WRITTEN PROBLEM A:
According to the marriage post, what did Charla Muller give her husband Brad to celebrate his 40th birthday?
WRITTEN PROBLEM B:
Continue the marriage post from its final sentence, keeping the same voice.

** START DOCUMENT SECTION **

What's the fuss about?
This is the third post in this week's marriage series.
Last year I blogged about a sermon series at Relevant Church here in Tampa where they did the 30 day Sex Challenge for married couples. There was a huge media blitz about this and people everywhere were just shocked at the thought of 30 days straight of married sex, let alone among Christians! Even CBS news interviewed the pastors of Relevant about this bizarre suggestion that married people should have sex 30 days in a row.
Before hearing about Relevant's series, I had seen a TV show about Charla Muller, a wife who gave her husband Brad the gift of sex every single day for a year to celebrate his 40th birthday. This was a completely radical thought to many people and in fact Mrs. Muller had friends who didn't want their husbands to hear about her gift, because they were scared to death their husband would suggest that they do the same thing!
I read stories like this and I wonder, "what's the fuss?" Has marital sex really gotten that bad of a reputation?
I don't believe there is anything abnormal or shocking about frequent or even every day sex for married couples. I realize that is rare for most people, however, I think that's a shame. It shows how overloaded our lives are with other things, and how little time or energy we prioritize for this purpose. What is it that happens a few months to years after the wedding that we lose our passion?
Intimacy gets relegated to the bottom of the list, or not even on it for some couples. People say, "life happens...you have kids...they are demanding...you work a lot of hours, and yada yada yada." The truth is that lovemaking is a very important part of married life and even when other things in life are happening, couples should work together to ensure that you have adequate time to keep connecting -- spiritually, emotionally physically.
I read a statistic this week that was taken from a recent survey that most married couples with healthy marriages have sex two or three times a week. However the same husbands surveyed in those marriages report that they masturbate another 2-3 times a week in addition to this. What this means is, your typical man needs sex more than two or three times a week. And men aren't alone...there are women out there (believe it or not - GASP! ) who have normal or even high sex drives. When I discussed this with my husband this week he said to me, "what's so surprising? We've known that all along, right?" Well, I did know this in my heart of hearts, but to have it confirmed by statistics and a survey was key for me.

** END DOCUMENT SECTION **
** START RECORDS PROVIDED **

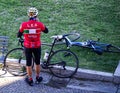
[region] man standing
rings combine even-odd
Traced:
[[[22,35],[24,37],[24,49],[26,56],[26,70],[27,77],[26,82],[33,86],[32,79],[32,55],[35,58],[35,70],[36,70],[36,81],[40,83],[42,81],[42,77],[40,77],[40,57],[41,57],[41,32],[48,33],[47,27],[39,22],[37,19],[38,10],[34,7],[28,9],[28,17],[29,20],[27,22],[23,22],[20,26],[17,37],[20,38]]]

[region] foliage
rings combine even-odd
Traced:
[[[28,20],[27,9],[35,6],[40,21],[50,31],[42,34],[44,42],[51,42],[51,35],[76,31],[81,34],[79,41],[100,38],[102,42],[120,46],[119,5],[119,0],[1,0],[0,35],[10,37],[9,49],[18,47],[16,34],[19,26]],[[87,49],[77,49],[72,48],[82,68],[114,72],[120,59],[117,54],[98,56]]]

** END RECORDS PROVIDED **
** START RECORDS PROVIDED **

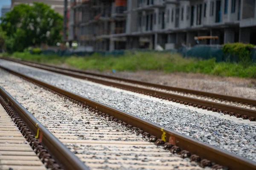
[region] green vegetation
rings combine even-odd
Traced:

** END RECORDS PROVIDED **

RESULT A:
She gave him sex every single day for a year.

RESULT B:
Married women need to realize that they are their husband's only legitimate sex partner. Who else is supposed to meet this need? (And vice versa, they are our only legit partner and are commanded by God to meet our needs.) When women tell me they don't feel like doing this for their husbands, my response to that is, "well, who else do you suggest should do that for them?" (Usually silence befalls the conversation at that point...)
Many women say, "I'm too tired". When ladies in the church confide this to me and ask for advice, I always counsel them to let their husband know they would like to have sex more if they weren't so tired. Usually when they tell them that the husband will help them do whatever it takes to make it happen. Even when your kids are small, you have to keep your priorities straight and set aside time. After she heard the story of Charla Muller, one of my friends decided to take the challenge and give her husband sex everyday for a year last year and it went so well they are committed to keep going this year! It has really improved their already good marriage, and actually taken it from "good" to "great".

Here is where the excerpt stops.